文書抜粋:

§ §

まず、最終的に数字管理をするダッシュボードの完成形がこちらです。

1-report.png

 

  • 受注額・・・受注した取引の合計受注金額です。
  • 確定売上・・・受注取引のうち、納品済みの合計金額です。以降、売上金額と呼びます。
  • 目標売上に対する進捗率・・・目標の売上額に対しての金額の進捗率の期間合計を表しています。
  • 四半期ごとの目標売上に対する進捗率・・・目標の売上額に対しての進捗率を、四半期ごとに表しています。
  • Qごとの受注VS売上棒グラフ・・・受注金額に対する売上金額の差分を、四半期ごとに表しています。

 

いかがでしょうか。今までスプレッドシートなどで集計していた情報を、HubSpotのダッシュボードに集約することができます。

チーム/個人単位や、期間のフィルタなども柔軟に変更できるので、営業管理者の方がスプレッドシートの式作成に苦戦したり、誰かが表を壊してしまう心配はもうありません。

§ §

タスク一覧:
[a] 文書抜粋の「まず、最終的に数字管理をするダッシュボードの完成形がこちらです。」から「率の期間合計を表しています。」までの部分を、「ダッシュボード」を「レポート画面」に置き換えて示してもらえますか？
[b] エントリの中で「framed」という文字列を含む行をすべて、そのまま返してもらえますか？大文字と小文字は区別してください。
この文書抜粋と以下のエントリは互いに無関係です。

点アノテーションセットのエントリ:

§ §

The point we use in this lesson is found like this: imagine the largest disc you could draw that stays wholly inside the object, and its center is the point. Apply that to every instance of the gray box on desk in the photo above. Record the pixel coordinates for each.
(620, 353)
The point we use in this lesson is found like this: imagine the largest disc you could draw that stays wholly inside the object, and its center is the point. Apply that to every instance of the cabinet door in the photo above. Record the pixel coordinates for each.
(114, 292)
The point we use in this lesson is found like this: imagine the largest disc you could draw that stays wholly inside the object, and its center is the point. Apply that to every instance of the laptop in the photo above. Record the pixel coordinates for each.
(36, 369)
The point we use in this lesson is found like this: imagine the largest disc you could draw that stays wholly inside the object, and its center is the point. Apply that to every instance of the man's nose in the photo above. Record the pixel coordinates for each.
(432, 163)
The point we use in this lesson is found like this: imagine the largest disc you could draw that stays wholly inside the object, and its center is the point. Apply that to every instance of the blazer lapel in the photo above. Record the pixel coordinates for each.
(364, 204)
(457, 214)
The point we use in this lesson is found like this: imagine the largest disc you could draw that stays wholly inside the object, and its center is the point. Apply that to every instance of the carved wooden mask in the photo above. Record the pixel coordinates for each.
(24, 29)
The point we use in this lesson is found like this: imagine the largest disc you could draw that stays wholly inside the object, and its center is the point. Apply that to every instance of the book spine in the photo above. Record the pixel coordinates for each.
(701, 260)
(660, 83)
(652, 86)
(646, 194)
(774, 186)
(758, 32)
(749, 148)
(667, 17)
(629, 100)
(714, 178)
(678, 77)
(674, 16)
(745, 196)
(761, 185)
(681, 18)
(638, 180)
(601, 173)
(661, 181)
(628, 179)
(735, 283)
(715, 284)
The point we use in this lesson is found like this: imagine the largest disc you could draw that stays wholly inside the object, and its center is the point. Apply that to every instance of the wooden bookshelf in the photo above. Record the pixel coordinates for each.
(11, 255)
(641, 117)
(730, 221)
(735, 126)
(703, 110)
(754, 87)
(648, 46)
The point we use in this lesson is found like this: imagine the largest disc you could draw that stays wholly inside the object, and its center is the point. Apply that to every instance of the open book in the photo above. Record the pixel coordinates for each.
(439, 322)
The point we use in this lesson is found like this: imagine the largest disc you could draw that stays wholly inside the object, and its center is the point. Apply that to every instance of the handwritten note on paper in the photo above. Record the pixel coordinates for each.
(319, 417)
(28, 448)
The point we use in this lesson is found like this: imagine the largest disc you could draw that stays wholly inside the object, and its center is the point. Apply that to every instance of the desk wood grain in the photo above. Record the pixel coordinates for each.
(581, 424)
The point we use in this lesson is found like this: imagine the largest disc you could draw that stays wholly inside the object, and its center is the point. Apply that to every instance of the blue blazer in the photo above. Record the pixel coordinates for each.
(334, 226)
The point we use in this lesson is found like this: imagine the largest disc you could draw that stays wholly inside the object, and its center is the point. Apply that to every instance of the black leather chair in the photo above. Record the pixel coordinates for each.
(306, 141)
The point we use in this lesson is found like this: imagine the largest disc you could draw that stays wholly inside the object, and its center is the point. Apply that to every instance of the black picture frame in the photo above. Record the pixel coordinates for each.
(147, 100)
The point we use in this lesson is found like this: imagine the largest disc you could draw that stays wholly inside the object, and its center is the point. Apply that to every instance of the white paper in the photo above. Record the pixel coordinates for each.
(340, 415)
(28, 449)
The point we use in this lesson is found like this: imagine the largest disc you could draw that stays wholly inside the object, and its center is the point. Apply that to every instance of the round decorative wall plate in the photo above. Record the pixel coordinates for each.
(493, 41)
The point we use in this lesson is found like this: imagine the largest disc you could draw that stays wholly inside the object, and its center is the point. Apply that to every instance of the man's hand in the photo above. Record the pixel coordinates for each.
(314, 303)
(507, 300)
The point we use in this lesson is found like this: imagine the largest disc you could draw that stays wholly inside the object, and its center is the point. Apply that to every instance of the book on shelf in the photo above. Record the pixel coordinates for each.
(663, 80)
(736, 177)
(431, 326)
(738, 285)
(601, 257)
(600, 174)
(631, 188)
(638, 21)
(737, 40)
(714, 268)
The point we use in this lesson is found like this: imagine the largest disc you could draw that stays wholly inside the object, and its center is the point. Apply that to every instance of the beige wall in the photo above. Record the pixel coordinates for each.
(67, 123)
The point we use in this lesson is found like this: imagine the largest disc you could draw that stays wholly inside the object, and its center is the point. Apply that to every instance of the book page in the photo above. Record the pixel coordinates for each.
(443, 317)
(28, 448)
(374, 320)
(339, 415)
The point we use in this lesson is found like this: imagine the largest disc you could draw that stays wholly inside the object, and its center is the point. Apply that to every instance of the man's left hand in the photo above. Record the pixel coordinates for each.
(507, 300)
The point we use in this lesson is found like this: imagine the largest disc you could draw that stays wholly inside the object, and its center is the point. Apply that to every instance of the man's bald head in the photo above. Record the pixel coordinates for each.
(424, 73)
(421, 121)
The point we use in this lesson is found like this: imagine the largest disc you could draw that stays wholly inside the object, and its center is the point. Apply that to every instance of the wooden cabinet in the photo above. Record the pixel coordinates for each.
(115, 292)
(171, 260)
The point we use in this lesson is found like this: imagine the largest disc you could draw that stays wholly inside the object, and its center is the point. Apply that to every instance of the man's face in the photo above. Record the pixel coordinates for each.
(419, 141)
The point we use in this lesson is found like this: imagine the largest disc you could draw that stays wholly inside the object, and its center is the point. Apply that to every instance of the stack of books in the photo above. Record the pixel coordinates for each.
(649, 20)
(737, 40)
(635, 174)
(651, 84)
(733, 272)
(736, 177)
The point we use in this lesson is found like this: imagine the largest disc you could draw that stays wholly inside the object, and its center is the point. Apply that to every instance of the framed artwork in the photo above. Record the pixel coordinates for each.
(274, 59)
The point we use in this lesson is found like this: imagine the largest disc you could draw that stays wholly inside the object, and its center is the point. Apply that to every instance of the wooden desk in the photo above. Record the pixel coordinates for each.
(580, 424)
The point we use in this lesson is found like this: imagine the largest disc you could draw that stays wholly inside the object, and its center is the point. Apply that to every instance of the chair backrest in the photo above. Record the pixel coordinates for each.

§ §

最終結果:
[a]
まず、最終的に数字管理をするレポート画面の完成形がこちらです。

1-report.png

 

  • 受注額・・・受注した取引の合計受注金額です。
  • 確定売上・・・受注取引のうち、納品済みの合計金額です。以降、売上金額と呼びます。
  • 目標売上に対する進捗率・・・目標の売上額に対しての金額の進捗率の期間合計を表しています。

[b]
The point we use in this lesson is found like this: imagine the largest disc you could draw that stays wholly inside the object, and its center is the point. Apply that to every instance of the framed artwork in the photo above. Record the pixel coordinates for each.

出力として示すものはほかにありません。